WORK INSTRUCTION: Please say whether each statement below agrees with the pregnancy diary entry, answering yes or no and quoting the entry's deciding words exactly. (a) The writer now sleeps at least 10 hours a night. (b) The nausea is at its worst when the writer first wakes up. (c) On weekends the writer sleeps as long as 12 hours.

8 weeks, 6 days.
- Tegan Lumley-Ingham
- Oct 9, 2023
- 4 min read
5th September 2023
8w6d (basically 9 weeks)
Okay. This is getting gross now.
Have you ever had an illness that lasted for 4 or 5 weeks?
No. Most people haven’t. Tummy bugs pass. Colds lift. Even Covid fucks off after a while (except those with long Covid, I suppose, sorry to them!).
But not pregnancy, oh no.
And thank God it doesn’t go away! That’s its own tragedy that I don’t ever want to face.
But this sickness, this endless, constant nausea… that, I could do without.
Most days I wake up feeling pretty good. Likely because I’m now sleeping a minimum of 10-11 hours a night, and stretching it out to 12 on weekends. I wake up feeling almost normal (almost), but as the day goes on, it builds. The sickness stacks an extra little block of misery on me every hour that passes, until at 7:30pm, I’m looking at the clock wondering if it’s too early to pack it in and throw off the blocks in the only way that works: more sleep.
I never thought I’d say this, but I’m getting sick of being in bed. I’m getting tired of being in bed. Why are all the ways of writing this sentence using descriptors of the very things I’m trying to escape by being in bed?!

THE DATA:
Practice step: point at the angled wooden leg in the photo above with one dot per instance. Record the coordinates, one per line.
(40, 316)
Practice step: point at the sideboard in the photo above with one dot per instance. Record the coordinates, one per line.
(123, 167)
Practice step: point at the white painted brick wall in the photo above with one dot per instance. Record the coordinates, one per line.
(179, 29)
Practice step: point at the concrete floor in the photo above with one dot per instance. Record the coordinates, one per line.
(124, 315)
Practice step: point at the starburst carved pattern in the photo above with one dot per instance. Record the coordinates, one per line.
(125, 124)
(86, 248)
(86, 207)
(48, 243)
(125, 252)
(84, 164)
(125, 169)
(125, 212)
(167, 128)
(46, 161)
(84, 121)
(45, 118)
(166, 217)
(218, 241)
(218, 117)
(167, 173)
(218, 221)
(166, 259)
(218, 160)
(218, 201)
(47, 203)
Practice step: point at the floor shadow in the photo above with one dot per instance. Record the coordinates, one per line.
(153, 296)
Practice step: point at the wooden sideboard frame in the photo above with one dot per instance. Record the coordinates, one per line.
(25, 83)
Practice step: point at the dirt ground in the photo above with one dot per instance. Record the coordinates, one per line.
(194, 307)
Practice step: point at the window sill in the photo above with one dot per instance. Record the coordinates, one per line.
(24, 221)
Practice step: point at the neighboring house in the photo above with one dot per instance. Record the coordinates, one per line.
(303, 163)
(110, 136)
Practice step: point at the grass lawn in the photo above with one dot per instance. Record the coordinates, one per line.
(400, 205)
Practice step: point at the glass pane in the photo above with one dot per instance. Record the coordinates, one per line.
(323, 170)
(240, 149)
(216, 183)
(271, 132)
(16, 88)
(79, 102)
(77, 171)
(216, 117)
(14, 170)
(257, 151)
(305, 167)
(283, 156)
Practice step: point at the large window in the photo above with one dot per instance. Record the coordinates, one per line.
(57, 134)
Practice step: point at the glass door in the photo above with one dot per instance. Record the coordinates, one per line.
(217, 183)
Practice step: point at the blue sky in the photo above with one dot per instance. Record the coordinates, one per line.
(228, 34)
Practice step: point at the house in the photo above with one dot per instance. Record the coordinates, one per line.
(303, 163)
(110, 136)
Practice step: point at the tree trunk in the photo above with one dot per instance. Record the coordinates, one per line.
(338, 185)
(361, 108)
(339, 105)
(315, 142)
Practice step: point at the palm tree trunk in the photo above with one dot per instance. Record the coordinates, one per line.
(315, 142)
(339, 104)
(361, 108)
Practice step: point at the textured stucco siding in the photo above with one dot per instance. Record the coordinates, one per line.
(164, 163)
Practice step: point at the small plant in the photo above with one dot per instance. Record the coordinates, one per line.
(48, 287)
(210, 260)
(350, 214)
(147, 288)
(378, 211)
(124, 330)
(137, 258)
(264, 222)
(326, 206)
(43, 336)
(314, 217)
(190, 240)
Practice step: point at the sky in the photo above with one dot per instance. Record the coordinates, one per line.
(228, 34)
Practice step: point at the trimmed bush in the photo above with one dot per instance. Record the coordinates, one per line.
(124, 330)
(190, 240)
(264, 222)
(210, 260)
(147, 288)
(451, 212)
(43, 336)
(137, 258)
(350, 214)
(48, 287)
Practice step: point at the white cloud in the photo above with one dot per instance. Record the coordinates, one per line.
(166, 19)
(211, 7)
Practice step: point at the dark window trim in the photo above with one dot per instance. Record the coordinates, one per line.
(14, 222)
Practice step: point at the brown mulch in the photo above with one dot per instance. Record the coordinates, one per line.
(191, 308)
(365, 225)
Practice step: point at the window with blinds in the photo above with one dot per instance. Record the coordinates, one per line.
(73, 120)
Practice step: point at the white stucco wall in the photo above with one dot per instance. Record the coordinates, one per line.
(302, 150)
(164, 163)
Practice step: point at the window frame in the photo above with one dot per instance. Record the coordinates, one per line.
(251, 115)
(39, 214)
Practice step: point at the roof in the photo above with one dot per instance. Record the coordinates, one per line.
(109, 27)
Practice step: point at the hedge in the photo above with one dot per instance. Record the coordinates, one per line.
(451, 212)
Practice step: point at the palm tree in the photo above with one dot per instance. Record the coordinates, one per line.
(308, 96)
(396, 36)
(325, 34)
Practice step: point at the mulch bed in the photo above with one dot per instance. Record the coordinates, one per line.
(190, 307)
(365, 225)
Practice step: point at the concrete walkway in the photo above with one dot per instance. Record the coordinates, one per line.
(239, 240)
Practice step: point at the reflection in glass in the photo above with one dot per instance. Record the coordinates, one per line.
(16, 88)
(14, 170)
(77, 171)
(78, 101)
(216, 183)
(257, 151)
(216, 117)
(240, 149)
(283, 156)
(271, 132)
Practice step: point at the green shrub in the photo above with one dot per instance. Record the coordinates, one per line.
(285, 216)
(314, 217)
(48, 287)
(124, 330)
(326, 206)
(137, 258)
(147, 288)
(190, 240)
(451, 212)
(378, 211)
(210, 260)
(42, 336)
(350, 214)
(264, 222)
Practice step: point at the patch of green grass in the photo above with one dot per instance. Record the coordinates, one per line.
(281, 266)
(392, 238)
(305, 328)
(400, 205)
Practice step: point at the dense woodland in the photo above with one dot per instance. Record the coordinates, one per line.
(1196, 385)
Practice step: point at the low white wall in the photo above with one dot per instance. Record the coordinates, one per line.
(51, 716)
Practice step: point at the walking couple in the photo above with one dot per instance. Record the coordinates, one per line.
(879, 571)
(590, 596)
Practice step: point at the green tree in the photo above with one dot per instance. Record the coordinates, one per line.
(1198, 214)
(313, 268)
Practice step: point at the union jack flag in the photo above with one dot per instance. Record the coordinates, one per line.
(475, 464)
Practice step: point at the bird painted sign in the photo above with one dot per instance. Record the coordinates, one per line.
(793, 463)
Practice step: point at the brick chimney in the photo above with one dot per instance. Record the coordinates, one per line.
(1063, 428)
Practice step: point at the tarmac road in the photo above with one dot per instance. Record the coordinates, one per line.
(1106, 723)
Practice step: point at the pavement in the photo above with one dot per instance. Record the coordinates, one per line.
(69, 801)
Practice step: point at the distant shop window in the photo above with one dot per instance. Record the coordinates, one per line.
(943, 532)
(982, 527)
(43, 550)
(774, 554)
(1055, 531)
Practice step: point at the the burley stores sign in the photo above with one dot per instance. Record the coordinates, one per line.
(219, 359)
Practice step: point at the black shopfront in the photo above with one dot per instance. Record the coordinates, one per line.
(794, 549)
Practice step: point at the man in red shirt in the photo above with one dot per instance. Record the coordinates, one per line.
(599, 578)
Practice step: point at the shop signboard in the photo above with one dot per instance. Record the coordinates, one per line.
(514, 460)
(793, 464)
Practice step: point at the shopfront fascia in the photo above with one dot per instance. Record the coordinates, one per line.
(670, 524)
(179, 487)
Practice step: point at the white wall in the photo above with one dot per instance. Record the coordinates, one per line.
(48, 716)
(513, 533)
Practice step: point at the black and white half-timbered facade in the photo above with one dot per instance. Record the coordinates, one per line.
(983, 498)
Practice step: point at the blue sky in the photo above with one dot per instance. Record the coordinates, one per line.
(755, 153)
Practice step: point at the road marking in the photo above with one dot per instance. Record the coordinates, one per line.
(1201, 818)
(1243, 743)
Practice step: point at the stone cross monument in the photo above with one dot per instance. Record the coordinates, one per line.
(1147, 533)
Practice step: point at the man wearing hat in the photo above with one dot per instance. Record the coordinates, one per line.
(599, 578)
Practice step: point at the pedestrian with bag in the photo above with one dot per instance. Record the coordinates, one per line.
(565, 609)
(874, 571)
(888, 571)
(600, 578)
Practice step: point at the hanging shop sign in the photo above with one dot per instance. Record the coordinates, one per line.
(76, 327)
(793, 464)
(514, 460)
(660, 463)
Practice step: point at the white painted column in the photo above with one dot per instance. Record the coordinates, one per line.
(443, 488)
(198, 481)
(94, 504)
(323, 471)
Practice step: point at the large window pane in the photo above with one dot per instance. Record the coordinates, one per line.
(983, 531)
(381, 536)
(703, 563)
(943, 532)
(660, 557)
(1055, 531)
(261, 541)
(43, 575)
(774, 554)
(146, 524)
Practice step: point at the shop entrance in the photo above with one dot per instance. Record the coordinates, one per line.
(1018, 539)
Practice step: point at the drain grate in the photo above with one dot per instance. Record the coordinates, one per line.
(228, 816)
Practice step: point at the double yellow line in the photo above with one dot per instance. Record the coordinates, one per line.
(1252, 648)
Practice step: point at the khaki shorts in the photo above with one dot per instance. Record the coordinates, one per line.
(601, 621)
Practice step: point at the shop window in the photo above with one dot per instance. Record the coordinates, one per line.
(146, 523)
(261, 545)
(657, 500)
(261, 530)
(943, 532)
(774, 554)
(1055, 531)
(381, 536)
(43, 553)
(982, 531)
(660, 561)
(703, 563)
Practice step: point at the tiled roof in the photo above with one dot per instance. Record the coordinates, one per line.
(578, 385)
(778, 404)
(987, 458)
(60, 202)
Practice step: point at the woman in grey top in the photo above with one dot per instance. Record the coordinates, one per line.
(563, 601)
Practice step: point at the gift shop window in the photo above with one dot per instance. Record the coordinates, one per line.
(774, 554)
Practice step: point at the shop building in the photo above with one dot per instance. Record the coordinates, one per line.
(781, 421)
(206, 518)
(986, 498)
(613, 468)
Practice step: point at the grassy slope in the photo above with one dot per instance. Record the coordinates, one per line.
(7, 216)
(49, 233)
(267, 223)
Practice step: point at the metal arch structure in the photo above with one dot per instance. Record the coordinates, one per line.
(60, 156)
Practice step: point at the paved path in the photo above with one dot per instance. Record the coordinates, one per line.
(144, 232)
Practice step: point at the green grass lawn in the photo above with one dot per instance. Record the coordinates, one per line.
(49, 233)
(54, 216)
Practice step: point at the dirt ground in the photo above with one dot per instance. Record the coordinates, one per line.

FINISHED TASK:
(a) Yes: "I’m now sleeping a minimum of 10-11 hours a night"
(b) No: "Most days I wake up feeling pretty good." and "as the day goes on, it builds."
(c) Yes: "stretching it out to 12 on weekends"